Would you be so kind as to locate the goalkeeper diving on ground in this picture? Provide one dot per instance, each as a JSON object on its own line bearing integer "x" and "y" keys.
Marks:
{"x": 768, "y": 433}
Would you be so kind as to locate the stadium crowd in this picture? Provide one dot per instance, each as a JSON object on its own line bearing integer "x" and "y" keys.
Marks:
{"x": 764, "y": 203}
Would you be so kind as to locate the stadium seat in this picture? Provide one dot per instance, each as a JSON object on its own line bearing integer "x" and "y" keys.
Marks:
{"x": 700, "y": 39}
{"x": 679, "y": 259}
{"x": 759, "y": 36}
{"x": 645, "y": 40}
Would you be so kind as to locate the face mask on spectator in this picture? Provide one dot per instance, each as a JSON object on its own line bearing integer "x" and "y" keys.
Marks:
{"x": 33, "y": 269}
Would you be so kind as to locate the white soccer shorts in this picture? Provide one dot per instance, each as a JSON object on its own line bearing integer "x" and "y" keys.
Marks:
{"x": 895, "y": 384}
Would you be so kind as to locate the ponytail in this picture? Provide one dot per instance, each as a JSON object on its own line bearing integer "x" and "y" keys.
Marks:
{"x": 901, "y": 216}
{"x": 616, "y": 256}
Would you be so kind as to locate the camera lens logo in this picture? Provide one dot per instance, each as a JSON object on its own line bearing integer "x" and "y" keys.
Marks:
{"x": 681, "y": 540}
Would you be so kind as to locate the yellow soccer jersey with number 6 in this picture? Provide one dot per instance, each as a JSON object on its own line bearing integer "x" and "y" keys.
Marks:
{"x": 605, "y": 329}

- **TASK BRIEF**
Copy out the rows from the line with "Would you be so kind as to locate the stadium seat" through the last row, requests included, with every x and y coordinate in the answers shifted up by 66.

- **CORRECT OUTPUT**
Would you be so kind as to locate the stadium seat in this picture? Provide one dot per instance, each as a JSON object on its own line bearing integer "x" and "y" keys.
Marks:
{"x": 766, "y": 105}
{"x": 745, "y": 325}
{"x": 825, "y": 102}
{"x": 711, "y": 106}
Would you be so kind as to locate the face mask on spectator in this picture? Provide one dot per instance, each as a JSON object on its own line bearing integer "x" and "y" keys.
Marks:
{"x": 99, "y": 335}
Would you be so kind as to locate the white soccer shorts in this picture? Provide one dot per instance, each as a JSON object on its own line bearing integer "x" and "y" keys.
Marks:
{"x": 961, "y": 450}
Would you be so kind as to locate the ponytail in this picture? Provide one dot per instance, each as a JSON object on its own line bearing integer "x" and "y" keys.
Marks:
{"x": 967, "y": 282}
{"x": 682, "y": 322}
Would you be so kind as to locate the camera lens logo in this picture? Provide one dot per instance, each as a JSON object on its own line bearing integer "x" and "y" keys.
Marks:
{"x": 747, "y": 606}
Would you be so kind as to locate the yellow soccer jersey with number 6 in this picture? Provide one dot per instance, each as a JSON object on its own line bearing integer "x" and "y" keys.
Marks:
{"x": 671, "y": 395}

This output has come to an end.